** Start ARTICLE **

WASHINGTON — Watch it long enough and the pattern becomes impossible to miss.
Step one: set a hard, public, non-negotiable deadline.
Step two: issue a threat so extreme it strains credibility.
Step three: go silent — let the other side stew.
Step four: announce a deal from a position of total perceived dominance, often via social media, before anyone sees it coming.
On April 7, 2026, Donald Trump ran this exact four-step formula on the Islamic Republic of Iran — and walked away with a ceasefire, a reopened Strait of Hormuz, and a global oil market collapse that he personally triggered and personally resolved.
The 4-Step Trump Strategy That Successfully Resolved the Iran Conflict.
Step 1: The Deadline – Trump has used public deadlines as weapons his entire presidency. The Iran playbook began a full year earlier. In March 2025, he sent a personal letter to Supreme Leader Khamenei: negotiate a nuclear deal within 60 days or face consequences. When six rounds of talks in Muscat and Rome collapsed, he escalated. In February 2026, he issued a 10-day ultimatum after deploying the largest US military presence in the Middle East since the 2003 Iraq invasion — two carrier groups, hundreds of additional aircraft, CENTCOM on full alert.
When Iran did not comply, he gave the final deadline: open the Strait of Hormuz or face strikes on civilian infrastructure. The clock was set for 8:00 p.m. EDT, April 7, 2026.
Deadlines do something specific in Trump’s framework. They collapse the opponent’s decision space. Suddenly every hour of inaction is an active choice toward catastrophe. The clock is not background noise — it is the weapon.

** End ARTICLE **

* **OBJECTIVE**
In the article on Trump's four-step Iran strategy, what time and date was set for the final deadline?

** Start RECORDS PROVIDED **

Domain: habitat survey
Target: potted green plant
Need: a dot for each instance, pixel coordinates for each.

** End RECORDS PROVIDED **
** Start RECORDS PROVIDED **

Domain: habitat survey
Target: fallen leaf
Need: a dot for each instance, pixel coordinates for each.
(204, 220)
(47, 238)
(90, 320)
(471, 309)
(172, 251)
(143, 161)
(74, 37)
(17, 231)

** End RECORDS PROVIDED **

* **WRITTEN ANSWER**
8:00 p.m. EDT, April 7, 2026